Study text:
=======

Christopher Columbus set sail for the Orient but landed in America. Early this month many churchmen set out for Columbus, Ohio, to attend a study conference on church-state relations which they believed would support the Jeffersonian doctrine of “absolute” separation of church and state. But like Christopher, the conference wound up on another continent. It had steered a middle course.

The four-day meeting was a precedent-setting one. It was the first study conference on church-state relations called by the National Council of Churches. It was the first time the NCC had invited non-member Protestant communions to send voting delegates, these representing conservative groups like the American Lutheran Church, the Lutheran Church—Missouri Synod, and several state conventions of the Southern Baptist Convention. And along with some 400 representatives of sixteen Protestant and Eastern Orthodox bodies came nineteen Roman Catholic and Jewish “participant-observers,” the first to share even indirectly in the formation of a major NCC document—as they took part in drawing up section reports used by a “findings committee” of delegates in preparing the final 3,000-word conference statement. Observers were named also by the National Association of Evangelicals and the First Church of Christ Scientist in Boston.

=======

Given records:
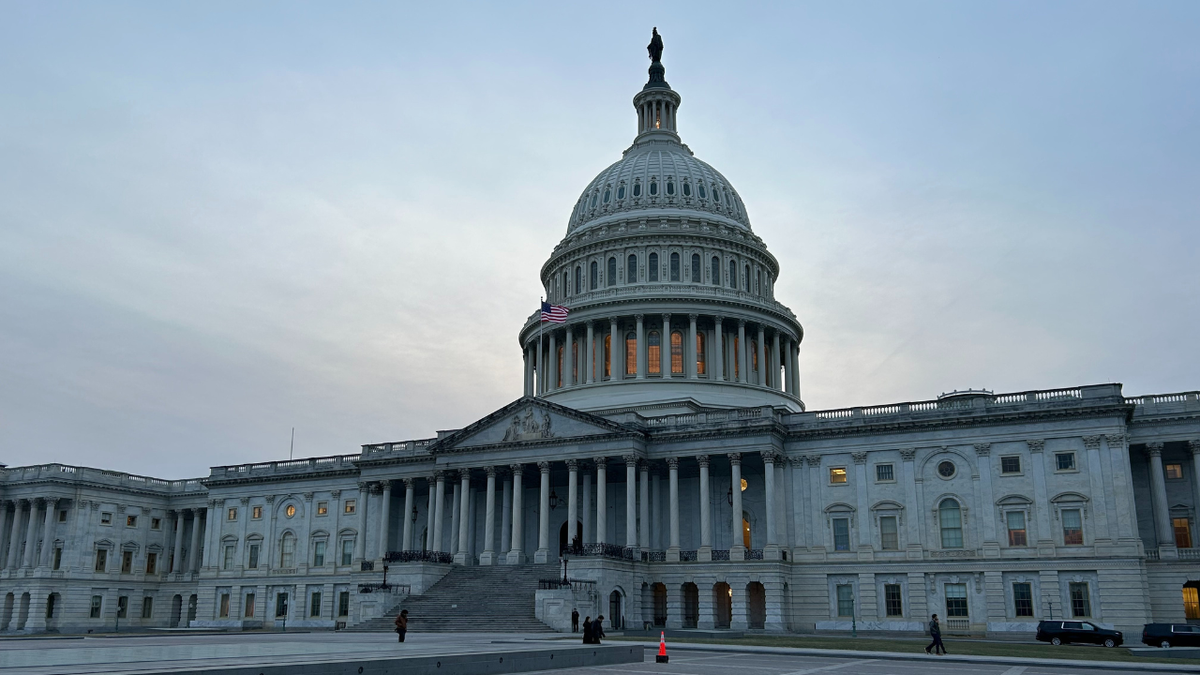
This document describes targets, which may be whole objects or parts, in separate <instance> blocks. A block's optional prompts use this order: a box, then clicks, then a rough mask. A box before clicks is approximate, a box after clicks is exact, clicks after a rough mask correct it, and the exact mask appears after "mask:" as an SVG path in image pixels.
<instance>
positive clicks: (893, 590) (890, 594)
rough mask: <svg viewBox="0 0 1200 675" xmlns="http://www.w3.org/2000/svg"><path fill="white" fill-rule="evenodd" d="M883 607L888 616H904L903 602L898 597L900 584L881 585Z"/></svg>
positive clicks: (887, 584)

=======

What you need to do:
A – Retype the church-state conference article word for word from "Christopher Columbus set" to "a middle course.".
B – Continue the article about the church-state conference in Columbus, picking up after its final sentence.

Results by task:
A –
Christopher Columbus set sail for the Orient but landed in America. Early this month many churchmen set out for Columbus, Ohio, to attend a study conference on church-state relations which they believed would support the Jeffersonian doctrine of “absolute” separation of church and state. But like Christopher, the conference wound up on another continent. It had steered a middle course.

B –
The delegates faced a complex and perpetually vexing problem area in Christian thought, and their findings, while not constituting an official NCC “policy statement,” were seen by observers as highly significant guidelines for continuing examination of church-state relations by the nation’s religious bodies. Delegates stated the rationale for their gathering in this way: “The necessity for new attention to the problems of church-state relations arises not only from the expansion of governmental programs into areas where churches and other voluntary agencies have served and continue to serve but also from the transition of this nation from a Protestant to a religiously pluralistic society.” The pluralism motif was stressed throughout the document though there were some who questioned the thesis and wished it stricken.

In qualifying the “complete” separation, or “wall of separation,” theory, the document points to the frequent “overlapping” of the functions of church and state, and thus the “interaction” of the two structures. Yet it asserts church-state separation to be a constitutional principle and declares “acceptance and support of Supreme Court decisions insofar as they prohibit officially prescribed prayers and required devotional reading of the Bible in schools.” An attempt to delete the word “support” was defeated. Opposition was asserted to “any proposal such as the so-called Christian Amendment which seeks to commit our government to official identification with a particular religious tradition.”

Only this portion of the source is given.